TEXTE DE L'EXERCICE:
- - -

Urbanisme - Projet de loi Alur : ça va chauffer au Sénat sur le PLUi !

"Il faudra faire preuve de beaucoup de pédagogie", a prévenu Claude Bérit-Débat, vice-président de la commission des affaires économiques du Sénat, lors de l'audition de Cécile Duflot, mercredi 18 septembre, dans le cadre de l'examen du projet de loi pour l'accès au logement et un urbanisme rénové (Alur) qui sera discuté en séance publique au cours des séances des mardi 22, mercredi 23, jeudi 24 et vendredi 25 octobre. Le sénateur (PS) de la Dordogne faisait référence à l'instauration du PLU intercommunal, "un sujet de clivage au Sénat", a-t-il ajouté, soulignant que de son côté il y était favorable. Tel n'est pas le cas de sa collègue PS de Corrèze, Bernadette Bourzai, se faisant l'écho des maires ruraux de sa circonscription : "Ils refusent de se contenter de délivrer des permis de construire et disent non au transfert obligatoire de la compétence urbanisme." Même son de cloche du côté de l'UMP Elisabeth Lamure, répétant que "les maires sont très opposés" à cette mesure "non acceptée et non acceptable". La sénatrice du Rhône a également regretté que le texte ne soit pas divisé en deux projets de loi distincts : un sur l'urbanisme et un sur le logement. Elle a en revanche estimé qu'il était "dommage que les dispositifs concernant l'urbanisme commercial soient découpé en deux morceaux", une partie dans la loi Duflot et une partie dans la loi Pinel. Remarque également exprimée par Claude Bérit-Débat.
La ministre du Logement a redit qu'elle avait bien "entendu les craintes mais qu'elles ne correspondaient pas à la réalité", que le PLUi n'était pour elle "ni une lubie, ni une idéologie" mais la réponse à un besoin "très pratique" destiné à apporter davantage d'ingénierie y compris aux petites communes et aux communes rurales qui, aujourd'hui, se trouvent souvent dans une situation où elles en sont dépourvues soit parce qu'elles sont soumises au régime du RNU (règlement national d'urbanisme, ce qui est le cas de 40% des communes en France), soit qu'elles "achètent des PLU clés en main à des bureaux d'études" et se retrouvent avec des documents d'urbanisme inadaptés. "Je veux bien aller à la rencontre des élus locaux réticents pour avoir avec cette discussion", a invité Cécile Duflot.

Valérie Liquet

Les petites villes appellent à un "véritable compromis" sur le PLU
"L'APVF invite la ministre et les sénateurs à entendre les propositions de compromis qui leur sont faites. La réforme doit trouver son point d'équilibre entre la volonté du gouvernement de voir les PLU réalisés autant que possible au niveau intercommunal et l'indispensable respect du pouvoir de décision des communes sur l'aménagement de leur territoire", a réagi l'Association des petites villes de France le 17 septembre après l'adoption en première lecture du projet de loi Alur par l'Assemblée nationale. En effet, "la perspective du transfert automatique de la compétence PLU à l'intercommunalité continue de susciter de vives inquiétudes chez les maires de petites villes, qui considèrent l'urbanisme comme le cœur de l'action communale. 63% des maires de petites villes sondés par l'APVF sont défavorables à un transfert automatique de cette compétence", rappelle l'association. "Les communes demandent à pouvoir voter sur le principe même du transfert, et souhaitent que la loi leur garantisse une pleine association à chaque stade de l'élaboration du PLU, souligne-t-elle dans son communiqué. A défaut la réforme consacrerait un nouveau type de jacobinisme centralisateur, cette fois au niveau intercommunal, ce qui serait non seulement paradoxal mais aussi contreproductif pour la qualité et la pérennité des PLU à élaborer." A.L.

- - -

Données collectées
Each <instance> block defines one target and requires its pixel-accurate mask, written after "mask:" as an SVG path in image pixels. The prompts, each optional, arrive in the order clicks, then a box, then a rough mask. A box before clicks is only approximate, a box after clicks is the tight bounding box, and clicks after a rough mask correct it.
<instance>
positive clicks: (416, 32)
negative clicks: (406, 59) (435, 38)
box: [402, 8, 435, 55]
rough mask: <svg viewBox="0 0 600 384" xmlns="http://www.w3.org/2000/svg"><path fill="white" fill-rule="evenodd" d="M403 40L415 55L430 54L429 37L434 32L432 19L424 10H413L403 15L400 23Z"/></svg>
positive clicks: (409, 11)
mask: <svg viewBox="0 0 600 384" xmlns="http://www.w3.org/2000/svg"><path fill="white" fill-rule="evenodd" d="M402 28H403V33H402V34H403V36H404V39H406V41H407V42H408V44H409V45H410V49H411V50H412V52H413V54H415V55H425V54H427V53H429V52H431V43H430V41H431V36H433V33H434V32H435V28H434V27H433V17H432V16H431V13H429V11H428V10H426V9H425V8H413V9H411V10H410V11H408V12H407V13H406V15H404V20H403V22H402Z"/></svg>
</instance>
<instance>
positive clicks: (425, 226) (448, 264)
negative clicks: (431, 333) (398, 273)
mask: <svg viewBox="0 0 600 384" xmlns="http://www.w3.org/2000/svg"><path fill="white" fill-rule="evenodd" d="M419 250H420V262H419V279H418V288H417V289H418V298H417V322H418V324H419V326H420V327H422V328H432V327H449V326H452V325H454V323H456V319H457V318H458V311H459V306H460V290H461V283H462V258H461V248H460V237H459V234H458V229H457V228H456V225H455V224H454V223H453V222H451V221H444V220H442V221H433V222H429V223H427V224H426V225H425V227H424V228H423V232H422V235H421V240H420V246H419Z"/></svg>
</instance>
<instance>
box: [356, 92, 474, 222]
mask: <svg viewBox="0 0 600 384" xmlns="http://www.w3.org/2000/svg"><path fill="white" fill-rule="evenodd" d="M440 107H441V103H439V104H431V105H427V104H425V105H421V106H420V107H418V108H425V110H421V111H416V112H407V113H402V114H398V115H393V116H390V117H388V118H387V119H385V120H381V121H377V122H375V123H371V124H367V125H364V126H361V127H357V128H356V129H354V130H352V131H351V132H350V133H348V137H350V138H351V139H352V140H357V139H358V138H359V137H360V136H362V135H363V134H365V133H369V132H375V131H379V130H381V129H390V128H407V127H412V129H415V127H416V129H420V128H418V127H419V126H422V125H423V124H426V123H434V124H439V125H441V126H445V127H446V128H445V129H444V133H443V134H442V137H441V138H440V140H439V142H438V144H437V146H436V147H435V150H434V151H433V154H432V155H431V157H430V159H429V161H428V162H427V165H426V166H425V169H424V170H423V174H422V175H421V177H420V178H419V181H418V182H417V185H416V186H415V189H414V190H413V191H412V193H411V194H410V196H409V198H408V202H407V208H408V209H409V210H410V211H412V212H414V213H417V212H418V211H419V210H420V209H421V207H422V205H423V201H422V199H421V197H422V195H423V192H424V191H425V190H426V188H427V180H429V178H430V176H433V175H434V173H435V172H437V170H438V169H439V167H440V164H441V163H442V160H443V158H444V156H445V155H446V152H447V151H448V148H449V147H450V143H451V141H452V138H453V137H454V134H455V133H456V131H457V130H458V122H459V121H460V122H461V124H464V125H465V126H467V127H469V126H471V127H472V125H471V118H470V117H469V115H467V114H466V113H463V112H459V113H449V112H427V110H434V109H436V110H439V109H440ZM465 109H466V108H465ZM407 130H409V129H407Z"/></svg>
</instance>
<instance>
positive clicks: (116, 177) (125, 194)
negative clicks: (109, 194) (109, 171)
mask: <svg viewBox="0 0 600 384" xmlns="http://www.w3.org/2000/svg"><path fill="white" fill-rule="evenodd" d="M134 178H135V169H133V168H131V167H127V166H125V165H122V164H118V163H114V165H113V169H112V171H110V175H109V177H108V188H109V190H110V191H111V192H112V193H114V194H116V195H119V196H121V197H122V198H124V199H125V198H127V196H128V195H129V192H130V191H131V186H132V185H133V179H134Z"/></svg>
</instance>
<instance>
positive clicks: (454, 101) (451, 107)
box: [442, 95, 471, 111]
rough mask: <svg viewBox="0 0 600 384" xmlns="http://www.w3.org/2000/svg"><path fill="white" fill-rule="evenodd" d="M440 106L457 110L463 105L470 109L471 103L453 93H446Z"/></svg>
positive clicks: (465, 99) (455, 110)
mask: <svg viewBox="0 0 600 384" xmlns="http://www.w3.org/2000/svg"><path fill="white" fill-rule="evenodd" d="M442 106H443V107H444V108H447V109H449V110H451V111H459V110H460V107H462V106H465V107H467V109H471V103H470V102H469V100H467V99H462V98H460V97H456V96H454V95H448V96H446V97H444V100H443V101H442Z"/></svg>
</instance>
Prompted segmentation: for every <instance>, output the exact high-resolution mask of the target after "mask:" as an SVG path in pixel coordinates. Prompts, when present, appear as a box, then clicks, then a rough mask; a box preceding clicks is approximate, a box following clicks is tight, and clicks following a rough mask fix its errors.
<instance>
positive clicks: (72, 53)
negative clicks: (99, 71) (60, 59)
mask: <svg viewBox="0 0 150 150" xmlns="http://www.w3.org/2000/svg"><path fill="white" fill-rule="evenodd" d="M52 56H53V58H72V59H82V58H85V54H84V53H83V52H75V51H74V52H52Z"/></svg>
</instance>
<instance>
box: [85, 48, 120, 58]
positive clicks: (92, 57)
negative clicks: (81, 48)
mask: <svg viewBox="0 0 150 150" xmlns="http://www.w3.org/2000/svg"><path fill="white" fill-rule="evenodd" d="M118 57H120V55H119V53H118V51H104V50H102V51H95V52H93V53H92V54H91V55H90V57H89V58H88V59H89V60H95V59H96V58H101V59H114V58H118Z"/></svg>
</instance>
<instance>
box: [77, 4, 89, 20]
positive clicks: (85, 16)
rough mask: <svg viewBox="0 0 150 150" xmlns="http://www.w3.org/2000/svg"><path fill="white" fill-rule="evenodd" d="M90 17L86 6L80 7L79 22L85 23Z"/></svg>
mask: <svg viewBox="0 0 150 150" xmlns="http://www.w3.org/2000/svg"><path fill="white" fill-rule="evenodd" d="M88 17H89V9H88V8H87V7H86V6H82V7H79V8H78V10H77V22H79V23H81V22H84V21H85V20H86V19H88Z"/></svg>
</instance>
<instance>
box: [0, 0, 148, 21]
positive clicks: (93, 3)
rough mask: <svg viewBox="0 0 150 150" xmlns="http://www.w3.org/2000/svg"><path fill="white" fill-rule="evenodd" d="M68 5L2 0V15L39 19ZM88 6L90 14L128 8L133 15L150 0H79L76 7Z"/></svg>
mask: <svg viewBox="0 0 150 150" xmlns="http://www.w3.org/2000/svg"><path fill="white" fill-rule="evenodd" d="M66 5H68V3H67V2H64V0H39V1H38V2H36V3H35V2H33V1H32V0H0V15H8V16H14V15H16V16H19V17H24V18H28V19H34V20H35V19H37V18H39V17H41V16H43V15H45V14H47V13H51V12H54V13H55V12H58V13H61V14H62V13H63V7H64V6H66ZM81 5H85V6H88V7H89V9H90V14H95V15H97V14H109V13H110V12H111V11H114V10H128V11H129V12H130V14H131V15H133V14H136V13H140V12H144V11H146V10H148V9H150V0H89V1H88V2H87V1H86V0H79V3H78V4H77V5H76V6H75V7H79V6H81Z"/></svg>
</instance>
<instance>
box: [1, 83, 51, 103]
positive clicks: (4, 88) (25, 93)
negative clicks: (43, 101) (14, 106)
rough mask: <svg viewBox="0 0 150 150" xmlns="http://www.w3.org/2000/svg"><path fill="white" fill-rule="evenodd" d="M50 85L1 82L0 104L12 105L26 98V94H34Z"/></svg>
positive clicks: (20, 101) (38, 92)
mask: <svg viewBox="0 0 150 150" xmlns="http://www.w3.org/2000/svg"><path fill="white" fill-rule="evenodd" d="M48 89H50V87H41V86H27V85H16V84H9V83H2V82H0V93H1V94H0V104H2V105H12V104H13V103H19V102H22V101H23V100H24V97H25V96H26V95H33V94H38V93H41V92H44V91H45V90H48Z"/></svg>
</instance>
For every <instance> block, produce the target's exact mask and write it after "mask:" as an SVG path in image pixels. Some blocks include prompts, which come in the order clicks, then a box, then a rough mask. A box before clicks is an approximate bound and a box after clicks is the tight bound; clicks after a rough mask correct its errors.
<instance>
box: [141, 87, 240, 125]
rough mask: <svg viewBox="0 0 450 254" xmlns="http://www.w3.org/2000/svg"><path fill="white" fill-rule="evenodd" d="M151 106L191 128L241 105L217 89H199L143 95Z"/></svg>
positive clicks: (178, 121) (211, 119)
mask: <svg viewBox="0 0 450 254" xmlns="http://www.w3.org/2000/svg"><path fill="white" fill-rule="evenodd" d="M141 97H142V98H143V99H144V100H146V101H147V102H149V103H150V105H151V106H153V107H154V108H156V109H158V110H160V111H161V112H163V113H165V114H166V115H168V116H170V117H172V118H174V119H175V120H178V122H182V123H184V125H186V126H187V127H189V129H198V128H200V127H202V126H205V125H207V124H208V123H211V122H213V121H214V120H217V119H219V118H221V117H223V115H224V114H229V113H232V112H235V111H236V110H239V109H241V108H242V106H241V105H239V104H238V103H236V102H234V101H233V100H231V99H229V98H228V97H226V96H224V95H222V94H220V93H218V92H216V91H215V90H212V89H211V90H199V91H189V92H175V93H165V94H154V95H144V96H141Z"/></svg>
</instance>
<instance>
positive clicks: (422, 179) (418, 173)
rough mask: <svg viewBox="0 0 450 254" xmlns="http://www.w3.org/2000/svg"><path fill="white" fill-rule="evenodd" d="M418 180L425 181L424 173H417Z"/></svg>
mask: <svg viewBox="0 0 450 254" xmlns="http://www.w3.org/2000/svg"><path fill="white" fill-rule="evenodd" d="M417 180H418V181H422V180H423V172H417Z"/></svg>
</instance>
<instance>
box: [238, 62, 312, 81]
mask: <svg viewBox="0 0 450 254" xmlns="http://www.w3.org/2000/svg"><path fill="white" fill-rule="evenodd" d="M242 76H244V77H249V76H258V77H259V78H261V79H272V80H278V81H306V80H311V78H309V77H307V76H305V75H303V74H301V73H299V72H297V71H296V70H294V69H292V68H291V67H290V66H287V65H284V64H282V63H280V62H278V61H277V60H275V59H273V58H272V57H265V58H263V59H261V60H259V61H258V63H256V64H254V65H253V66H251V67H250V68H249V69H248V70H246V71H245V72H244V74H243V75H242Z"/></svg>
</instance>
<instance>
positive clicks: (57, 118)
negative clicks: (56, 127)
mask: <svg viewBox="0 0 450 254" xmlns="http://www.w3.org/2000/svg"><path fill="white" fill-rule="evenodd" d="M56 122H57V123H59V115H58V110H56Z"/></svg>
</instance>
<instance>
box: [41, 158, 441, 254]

- - -

CONSIGNES:
1. Recopiez le passage de l'article qui commence par « La ministre du » et se poursuit jusqu'à « invité Cécile Duflot. ».
2. Réécrivez sous forme de liste le paragraphe de l'article qui commence par « La ministre du Logement a redit », en conservant ses faits principaux.
Les données ne sont pas nécessaires pour ce travail.

CORRIGÉ DE L'EXERCICE:
1.
La ministre du Logement a redit qu'elle avait bien "entendu les craintes mais qu'elles ne correspondaient pas à la réalité", que le PLUi n'était pour elle "ni une lubie, ni une idéologie" mais la réponse à un besoin "très pratique" destiné à apporter davantage d'ingénierie y compris aux petites communes et aux communes rurales qui, aujourd'hui, se trouvent souvent dans une situation où elles en sont dépourvues soit parce qu'elles sont soumises au régime du RNU (règlement national d'urbanisme, ce qui est le cas de 40% des communes en France), soit qu'elles "achètent des PLU clés en main à des bureaux d'études" et se retrouvent avec des documents d'urbanisme inadaptés. "Je veux bien aller à la rencontre des élus locaux réticents pour avoir avec cette discussion", a invité Cécile Duflot.

2.
- La ministre du Logement dit avoir entendu les craintes. Selon elle, ces craintes ne correspondent pas à la réalité.
- Pour elle, le PLUi n'est « ni une lubie, ni une idéologie ». Il répond à un besoin « très pratique » : apporter davantage d'ingénierie, y compris aux petites communes et aux communes rurales.
- Ces communes en sont souvent dépourvues pour l'une de deux raisons :
  - elles sont soumises au RNU (règlement national d'urbanisme), ce qui est le cas de 40 % des communes en France ;
  - elles achètent des PLU clés en main à des bureaux d'études et se retrouvent avec des documents d'urbanisme inadaptés.
- Cécile Duflot se dit prête à aller à la rencontre des élus locaux réticents pour en discuter.